--- START SELECTED TEXT ---
Tor users advised to run malware checks -

Tor users advised to run malware checks

Douglas Crawford

Douglas Crawford

October 28, 2014

At least one Tor relay node has been caught modifying programs downloaded for Windows, adding malicious code to them.

A special form of Man in the Middle attack (MitM), the malicious relay node (or nodes) is based Russia, and was spotted by security researcher Josh Pitts (who explains details of the attack here). It is unknown how long the problem has persisted.

Pitts tested the BDFProxy tool (similar to the software used by the malicious Tor node to wrap downloads in malware) ‘against a number of binaries and update processes, including Microsoft Windows Automatic updates,’ and was alarmed to find that although the Microsoft Update process was able to spot the original download had been tampered with, it tried to solve the issue by downloading a patch which was then also tampered with, but which were not verified by Windows Update,

If an adversary is currently patching binaries as you download them, these ‘Fixit’ executables will also be patched. Since the user, not the automatic update process, is initiating these downloads, these files are not automatically verified before execution as with Windows Update. In addition, these files need administrative privileges to execute, and they will execute the payload that was patched into the binary during download with those elevated privileges.
--- END SELECTED TEXT ---
--- START SUPPLIED RECORDS ---
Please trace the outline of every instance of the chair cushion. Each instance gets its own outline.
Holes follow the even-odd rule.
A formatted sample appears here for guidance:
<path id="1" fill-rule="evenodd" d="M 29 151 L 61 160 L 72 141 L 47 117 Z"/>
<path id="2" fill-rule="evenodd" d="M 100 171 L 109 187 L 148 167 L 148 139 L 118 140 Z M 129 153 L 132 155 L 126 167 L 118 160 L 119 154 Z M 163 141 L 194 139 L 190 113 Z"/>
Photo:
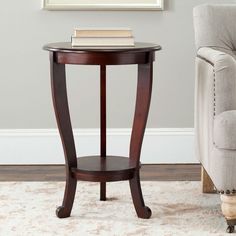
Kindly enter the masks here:
<path id="1" fill-rule="evenodd" d="M 217 148 L 236 150 L 236 110 L 215 116 L 213 140 Z"/>

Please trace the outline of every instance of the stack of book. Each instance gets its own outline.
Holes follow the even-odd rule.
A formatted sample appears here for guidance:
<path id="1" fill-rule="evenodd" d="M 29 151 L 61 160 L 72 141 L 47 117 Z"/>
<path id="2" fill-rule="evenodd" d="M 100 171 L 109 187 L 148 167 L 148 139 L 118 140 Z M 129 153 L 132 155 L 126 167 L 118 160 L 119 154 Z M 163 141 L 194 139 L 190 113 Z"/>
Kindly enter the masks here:
<path id="1" fill-rule="evenodd" d="M 133 47 L 129 28 L 77 28 L 71 37 L 73 47 Z"/>

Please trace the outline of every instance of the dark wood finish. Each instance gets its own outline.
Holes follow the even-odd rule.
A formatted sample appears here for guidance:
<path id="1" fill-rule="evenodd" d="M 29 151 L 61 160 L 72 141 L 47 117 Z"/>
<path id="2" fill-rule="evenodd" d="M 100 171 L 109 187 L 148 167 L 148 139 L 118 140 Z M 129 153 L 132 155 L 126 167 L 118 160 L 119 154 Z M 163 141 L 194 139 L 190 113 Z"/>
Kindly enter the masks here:
<path id="1" fill-rule="evenodd" d="M 72 175 L 78 180 L 112 182 L 133 178 L 136 164 L 126 157 L 100 156 L 78 158 L 78 167 L 72 168 Z"/>
<path id="2" fill-rule="evenodd" d="M 77 167 L 77 158 L 67 100 L 65 65 L 55 63 L 52 52 L 50 52 L 50 64 L 52 99 L 66 162 L 64 199 L 56 214 L 59 218 L 65 218 L 70 216 L 74 202 L 77 180 L 72 177 L 71 168 Z"/>
<path id="3" fill-rule="evenodd" d="M 142 181 L 200 181 L 200 164 L 142 165 Z M 65 165 L 0 165 L 0 181 L 65 181 Z"/>
<path id="4" fill-rule="evenodd" d="M 149 218 L 151 210 L 145 206 L 140 185 L 140 153 L 146 127 L 153 77 L 155 44 L 136 43 L 135 47 L 80 48 L 70 43 L 44 46 L 50 51 L 51 81 L 54 110 L 66 160 L 66 188 L 60 218 L 70 216 L 76 181 L 101 182 L 100 199 L 106 200 L 106 182 L 129 180 L 133 203 L 140 218 Z M 76 159 L 73 132 L 66 93 L 65 64 L 100 65 L 101 83 L 101 151 L 100 156 Z M 138 64 L 138 88 L 129 158 L 106 157 L 106 66 Z"/>
<path id="5" fill-rule="evenodd" d="M 101 127 L 101 147 L 100 155 L 106 158 L 107 141 L 106 141 L 106 66 L 100 66 L 100 127 Z M 106 182 L 100 184 L 100 200 L 106 201 Z"/>
<path id="6" fill-rule="evenodd" d="M 130 141 L 130 159 L 139 165 L 143 136 L 146 128 L 148 111 L 152 93 L 152 62 L 138 65 L 138 87 L 133 129 Z M 130 189 L 137 215 L 150 218 L 151 210 L 145 206 L 140 185 L 139 169 L 136 168 L 134 178 L 130 179 Z"/>

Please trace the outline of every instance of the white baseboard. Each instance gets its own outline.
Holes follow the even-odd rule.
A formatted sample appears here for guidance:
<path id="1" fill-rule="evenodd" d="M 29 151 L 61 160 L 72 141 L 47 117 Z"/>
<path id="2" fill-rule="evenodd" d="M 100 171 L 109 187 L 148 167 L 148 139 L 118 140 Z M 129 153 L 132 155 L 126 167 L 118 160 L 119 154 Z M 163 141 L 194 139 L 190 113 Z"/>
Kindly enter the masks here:
<path id="1" fill-rule="evenodd" d="M 108 129 L 107 154 L 128 156 L 130 129 Z M 99 129 L 74 130 L 78 156 L 99 153 Z M 147 129 L 143 164 L 198 163 L 193 129 Z M 56 129 L 0 130 L 0 164 L 64 164 Z"/>

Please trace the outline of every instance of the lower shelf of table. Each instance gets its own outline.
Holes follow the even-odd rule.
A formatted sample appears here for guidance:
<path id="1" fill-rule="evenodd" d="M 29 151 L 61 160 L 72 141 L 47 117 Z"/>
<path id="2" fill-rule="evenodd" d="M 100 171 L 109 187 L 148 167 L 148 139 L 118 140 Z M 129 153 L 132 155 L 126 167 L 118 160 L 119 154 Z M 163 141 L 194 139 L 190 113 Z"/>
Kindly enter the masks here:
<path id="1" fill-rule="evenodd" d="M 77 158 L 77 168 L 72 168 L 72 176 L 78 180 L 112 182 L 134 177 L 136 165 L 127 157 L 88 156 Z"/>

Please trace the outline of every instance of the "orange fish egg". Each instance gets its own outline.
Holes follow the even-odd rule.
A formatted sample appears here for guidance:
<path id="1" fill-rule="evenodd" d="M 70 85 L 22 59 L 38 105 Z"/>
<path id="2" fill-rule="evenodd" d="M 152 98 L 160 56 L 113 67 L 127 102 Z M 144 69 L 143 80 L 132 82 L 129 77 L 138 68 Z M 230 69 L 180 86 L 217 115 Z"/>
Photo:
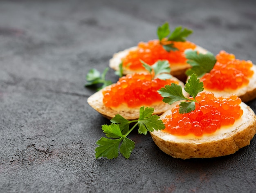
--- END SUPPLIED RECORDS ---
- **WHAT THE TASK REQUIRES**:
Write the next part of the article about the malicious Tor relay, picking up after its final sentence. The records were taken from a separate source.

- **THE RESULT**:
It should be noted that this kind of MitM attack is not specific to Tor (your ISP or VPN provider could do it), but because you have no way of knowing who is running the Tor relay nodes your data passes through, Tor users are particularly at risk.

The simplest way to protect against such an attack is to ensure that you are connected to a trusted download site using an SSL encrypted connection (the web address starts with https:// and you see a padlock icon in your address bar).

The Tor Browser includes the HTTPS Everywhere extension by default, which automatically forces connection via HTTPS if possible, but if no HTTPS is available it will default to regular unencrypted HTTP.

Pitts also notes that ‘all users should have a way of checking hashes and signatures out of band prior to executing the binary.’ We explain how to do check hashes here, although it should be remembered that hackers can pwn (hack) unencrypted websites and post fake integrity hashes. The use of digital signatures is more secure.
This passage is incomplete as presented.